Jerry Taff (born September 9, 1940) is an American former television anchorman for WISN-TV in Milwaukee, Wisconsin.

Early life
Taff was raised in Lamesa, Texas. And he also lived in Anadarko, Oklahoma in the 1940s. His aunt and uncle had a small grocery store south of the school. Taff was a son of Doris and E.B.Teaff. He dropped this letter "e" from his surname around 1969. He worked in his grandparents' grocery store which was named Allen's Grocery. Jerry then worked as a bookkeeper at the Cameron Lumber Company, and served in the US Air Force. His family was living in Anadarko Oklahoma from 1942 to 1945, and then they moved to Texas. In 1958 Taff graduated from Lamesa high school and then received a degree in government from Texas Tech in Lubbock in 1962.

Media career
He began working in the media at 17, when he worked at KPET in Lamesa. He went on to work at stations in New Haven, Connecticut at WTNH-TV, Flint, Michigan at WJRT-TV and Dallas at WFAA-TV. While working in Flint, Taff covered the story of a local teenager named Michael Moore who had been elected to the school board of Davison, Michigan. Taff mentored Moore and his friends for a year and a half, showing him the news business.  Moore later said of Taff: "He was the one media person in a town dominated by General Motors to have the courage to report the truth."

**WORK TO DO**
a) According to the Jerry Taff page, in what year did Taff graduate from Lamesa high school?
b) Please repeat the Jerry Taff page word for word, starting at "Jerry Taff (born" and ending at "Lubbock in 1962.".

**COLLECTED MATERIAL**
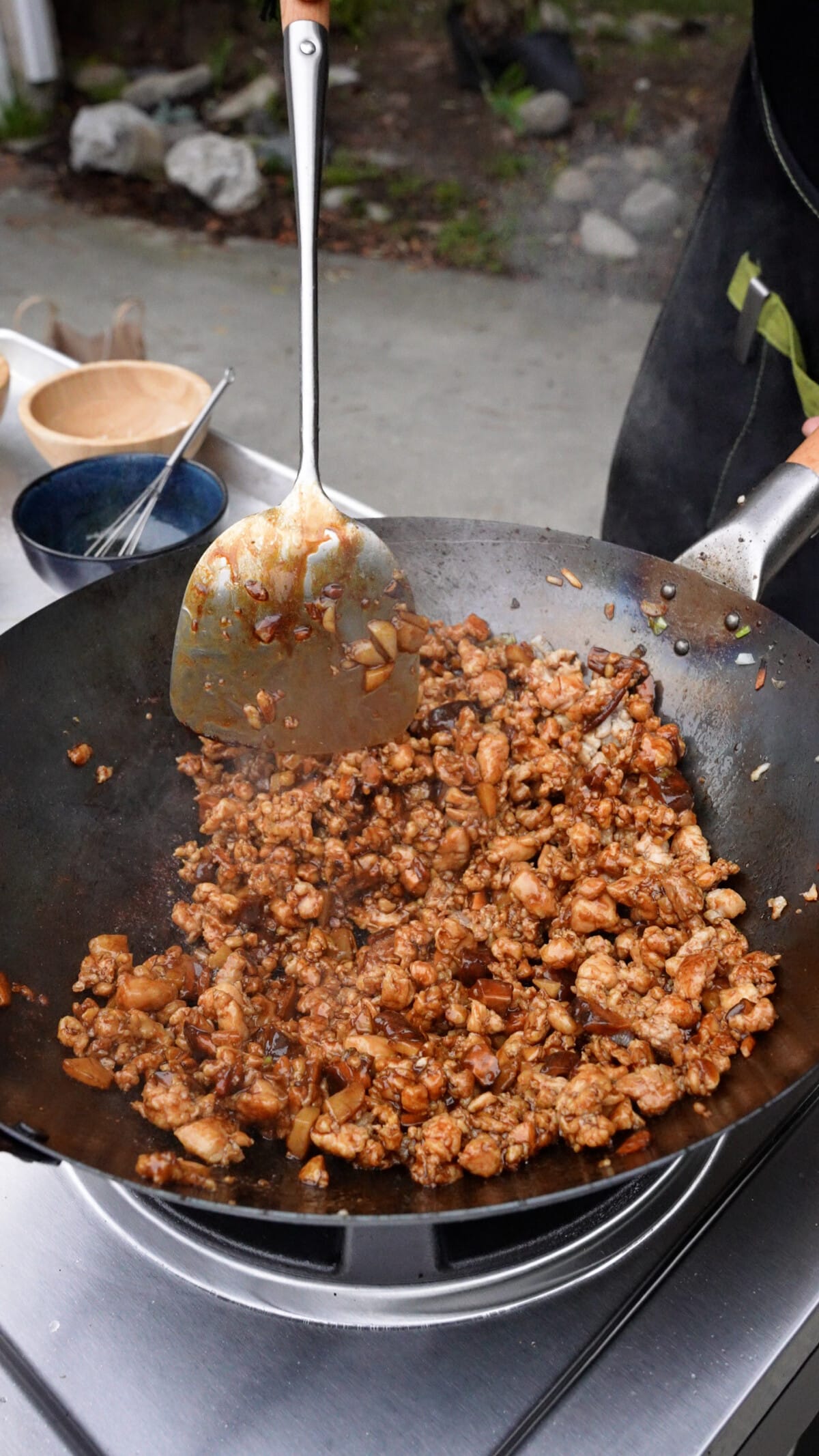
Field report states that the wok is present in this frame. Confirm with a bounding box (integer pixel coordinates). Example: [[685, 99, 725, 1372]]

**ANSWERS BELOW**
a) 1958

b)
Jerry Taff (born September 9, 1940) is an American former television anchorman for WISN-TV in Milwaukee, Wisconsin.

Early life
Taff was raised in Lamesa, Texas. And he also lived in Anadarko, Oklahoma in the 1940s. His aunt and uncle had a small grocery store south of the school. Taff was a son of Doris and E.B.Teaff. He dropped this letter "e" from his surname around 1969. He worked in his grandparents' grocery store which was named Allen's Grocery. Jerry then worked as a bookkeeper at the Cameron Lumber Company, and served in the US Air Force. His family was living in Anadarko Oklahoma from 1942 to 1945, and then they moved to Texas. In 1958 Taff graduated from Lamesa high school and then received a degree in government from Texas Tech in Lubbock in 1962.